▶ [TO BE DONE] Put all of the entries below into a two-column CSV with the header entry_text,answer and one row per entry. Wrap each field in double quotes, replace any line breaks inside a field with spaces, and leave out the pictures.

▶ [LISTED ENTRIES]
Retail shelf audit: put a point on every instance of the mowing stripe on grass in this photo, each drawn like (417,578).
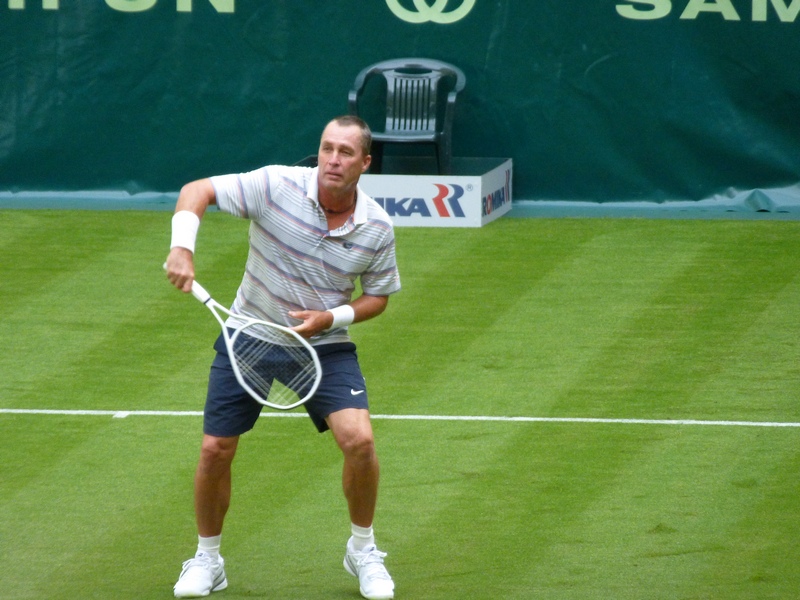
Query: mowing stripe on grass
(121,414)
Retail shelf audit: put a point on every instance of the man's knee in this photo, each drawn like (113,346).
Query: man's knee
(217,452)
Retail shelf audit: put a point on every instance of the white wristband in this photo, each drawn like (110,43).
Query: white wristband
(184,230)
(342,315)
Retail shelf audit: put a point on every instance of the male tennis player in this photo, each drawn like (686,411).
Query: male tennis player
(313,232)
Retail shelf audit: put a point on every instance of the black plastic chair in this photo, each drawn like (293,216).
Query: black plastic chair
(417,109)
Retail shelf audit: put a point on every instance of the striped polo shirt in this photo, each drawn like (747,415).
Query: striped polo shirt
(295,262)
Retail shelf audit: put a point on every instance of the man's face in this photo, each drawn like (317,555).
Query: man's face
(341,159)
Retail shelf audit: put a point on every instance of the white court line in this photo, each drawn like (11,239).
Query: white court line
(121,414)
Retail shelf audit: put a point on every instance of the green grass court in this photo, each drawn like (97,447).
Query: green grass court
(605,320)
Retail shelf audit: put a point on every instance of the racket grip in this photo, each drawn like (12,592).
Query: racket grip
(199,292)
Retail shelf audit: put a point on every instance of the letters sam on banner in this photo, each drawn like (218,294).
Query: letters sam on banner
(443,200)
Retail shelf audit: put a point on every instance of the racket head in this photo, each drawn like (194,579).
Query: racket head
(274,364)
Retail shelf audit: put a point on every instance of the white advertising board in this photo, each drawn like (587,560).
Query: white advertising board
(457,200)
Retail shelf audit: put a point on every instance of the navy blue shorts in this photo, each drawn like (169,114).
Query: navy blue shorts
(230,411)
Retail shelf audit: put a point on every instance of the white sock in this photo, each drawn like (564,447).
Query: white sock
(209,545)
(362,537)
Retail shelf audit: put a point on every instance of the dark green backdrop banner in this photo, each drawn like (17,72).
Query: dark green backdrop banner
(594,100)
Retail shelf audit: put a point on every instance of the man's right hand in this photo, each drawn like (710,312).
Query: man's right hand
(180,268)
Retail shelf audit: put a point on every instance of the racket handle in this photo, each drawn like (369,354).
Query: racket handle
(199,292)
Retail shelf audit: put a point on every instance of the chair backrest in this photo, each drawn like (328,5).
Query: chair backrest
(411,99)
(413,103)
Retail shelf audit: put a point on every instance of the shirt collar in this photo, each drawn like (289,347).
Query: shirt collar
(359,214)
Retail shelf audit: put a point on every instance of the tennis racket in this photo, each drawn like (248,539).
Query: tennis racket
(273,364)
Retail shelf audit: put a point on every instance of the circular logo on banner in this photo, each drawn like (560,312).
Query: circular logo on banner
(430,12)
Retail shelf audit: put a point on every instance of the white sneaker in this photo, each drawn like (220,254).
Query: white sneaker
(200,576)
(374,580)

▶ [PROBLEM SOLUTION]
entry_text,answer
"Retail shelf audit: put a point on every instance of the mowing stripe on grass in this photo, each drawn like (417,578). Query: mowing stripe on grass","(121,414)"
"Retail shelf audit: put a point on every instance of the man's knee in this photo, each drawn like (113,346). Query: man's knee","(217,452)"
"Retail shelf audit: put a point on every instance of the white wristband in this photo, each drawn like (110,43). Query: white wristband","(184,230) (342,315)"
"Retail shelf audit: put a point on every instance of the male tennis player in this photo, each drawn like (686,411). Query: male tennis player","(313,232)"
"Retail shelf audit: put a point on every instance of the black plastic chair in this photo, each drawn like (293,216). Query: black plastic chair","(417,109)"
"Retail shelf audit: put a point on every instance of the striped polo shirt in this photo, each drawn like (747,415). Query: striped polo shirt","(295,262)"
"Retail shelf audit: put a point on every instance of the man's face in this photo, each drawn like (317,555). Query: man's face","(341,159)"
"Retail shelf audit: put a point on every instance of the white court line in this photo, each drawn like (11,239). Query: white court line","(121,414)"
"Retail shelf audit: put a point on every instance of the green grass court in this photo, each drawn like (97,447). Query: green grass court","(605,320)"
"Retail shelf audit: put a point on every instance of the racket grip in this photo, each drawn like (12,592). Query: racket grip","(199,292)"
"Retail shelf audit: put a point on every instance of the letters sam on banner in this photo, each drawn like (218,294). Query: letters sam on banner","(443,200)"
"Retail shelf audit: put a point on every instance of the racket head in this photo, each drawn like (194,579). Query: racket head","(274,364)"
"Retail shelf audit: put a point on every instance of the white advertising board in this photo, each drawn like (587,560). Query: white advertising board","(457,200)"
"Retail shelf audit: put a point on every instance of the navy blue shorts in this photo, each drawn like (169,114). Query: navy blue shorts","(230,411)"
"Retail shelf audit: put a point on every instance of the white sock in this photo, each drawn like (564,447). Query: white sock","(209,545) (362,537)"
"Retail shelf audit: put a point on every instance of the dark green backdrop banner in this photo, each drawn like (17,72). Query: dark green backdrop banner","(594,100)"
"Retail shelf audit: put a point on every instance of the man's right hand in this photo, each drawn like (710,312). Query: man's right hand","(180,268)"
"Retail shelf audit: put a point on every instance of the racket handle in this photo, each drawn like (369,354). Query: racket handle","(199,292)"
"Retail shelf audit: put a point on every instance of the chair backrest in this photo, each drawn like (328,5). Query: chair backrest","(411,99) (413,103)"
"Retail shelf audit: put a point on every instance of the shirt collar in this photo, each drawn like (289,347). Query: shirt collar","(359,214)"
"Retail shelf audit: put a point on every instance of the tennis racket in this photo, each drawn like (248,539). Query: tennis racket","(273,364)"
"Retail shelf audit: put a point on every instance of the circular logo on banner in this photo, each drawn like (560,312). Query: circular logo on banner","(430,12)"
"Retail shelf audit: put a point on every instance of the white sneaker in this photo, each drawn like (220,254). Query: white sneaker","(200,576) (374,580)"